(Exercise goal)
Across the listing, count the lines that include the string "green". Give nothing besides the number.

(Data shown)
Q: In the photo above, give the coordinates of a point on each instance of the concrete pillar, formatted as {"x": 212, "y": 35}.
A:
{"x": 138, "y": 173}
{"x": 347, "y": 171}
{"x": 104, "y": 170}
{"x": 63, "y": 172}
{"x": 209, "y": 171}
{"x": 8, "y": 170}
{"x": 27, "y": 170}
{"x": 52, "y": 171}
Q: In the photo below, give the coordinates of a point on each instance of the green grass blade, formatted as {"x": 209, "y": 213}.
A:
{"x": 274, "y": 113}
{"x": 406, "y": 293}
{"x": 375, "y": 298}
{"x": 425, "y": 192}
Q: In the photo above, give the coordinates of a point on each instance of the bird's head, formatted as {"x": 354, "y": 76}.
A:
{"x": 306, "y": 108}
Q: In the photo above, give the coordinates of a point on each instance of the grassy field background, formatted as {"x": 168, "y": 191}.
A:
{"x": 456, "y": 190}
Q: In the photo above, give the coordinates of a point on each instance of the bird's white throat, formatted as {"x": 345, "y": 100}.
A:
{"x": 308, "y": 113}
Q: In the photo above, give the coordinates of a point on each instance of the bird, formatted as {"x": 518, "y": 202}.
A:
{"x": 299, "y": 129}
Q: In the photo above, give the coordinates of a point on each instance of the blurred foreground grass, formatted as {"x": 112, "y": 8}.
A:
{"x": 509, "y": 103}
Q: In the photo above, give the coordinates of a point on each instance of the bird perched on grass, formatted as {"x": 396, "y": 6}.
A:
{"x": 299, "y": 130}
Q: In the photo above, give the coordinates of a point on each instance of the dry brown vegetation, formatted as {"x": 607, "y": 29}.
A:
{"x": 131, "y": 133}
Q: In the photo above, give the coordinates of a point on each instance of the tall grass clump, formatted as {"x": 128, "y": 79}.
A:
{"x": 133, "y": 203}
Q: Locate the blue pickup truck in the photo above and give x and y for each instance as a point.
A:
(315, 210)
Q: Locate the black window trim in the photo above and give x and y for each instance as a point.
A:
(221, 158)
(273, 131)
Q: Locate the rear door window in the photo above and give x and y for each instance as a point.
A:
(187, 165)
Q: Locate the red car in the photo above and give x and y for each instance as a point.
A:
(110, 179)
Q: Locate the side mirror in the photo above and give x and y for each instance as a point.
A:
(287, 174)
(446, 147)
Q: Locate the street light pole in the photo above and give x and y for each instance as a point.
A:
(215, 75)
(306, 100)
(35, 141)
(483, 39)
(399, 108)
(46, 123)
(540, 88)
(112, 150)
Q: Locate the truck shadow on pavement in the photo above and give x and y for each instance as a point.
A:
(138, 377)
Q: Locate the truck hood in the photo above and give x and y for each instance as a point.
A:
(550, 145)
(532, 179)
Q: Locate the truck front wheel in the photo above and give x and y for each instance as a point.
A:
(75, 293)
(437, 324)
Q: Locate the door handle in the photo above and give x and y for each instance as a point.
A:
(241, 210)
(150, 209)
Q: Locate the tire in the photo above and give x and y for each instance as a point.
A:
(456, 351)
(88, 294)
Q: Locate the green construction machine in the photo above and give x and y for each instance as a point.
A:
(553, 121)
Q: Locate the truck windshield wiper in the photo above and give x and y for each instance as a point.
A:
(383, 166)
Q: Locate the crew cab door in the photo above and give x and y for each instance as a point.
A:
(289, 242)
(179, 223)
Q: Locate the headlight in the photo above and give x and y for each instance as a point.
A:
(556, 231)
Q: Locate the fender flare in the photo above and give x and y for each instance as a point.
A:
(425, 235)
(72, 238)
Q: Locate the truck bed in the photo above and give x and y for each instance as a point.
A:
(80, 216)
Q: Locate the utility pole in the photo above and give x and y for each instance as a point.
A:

(Result)
2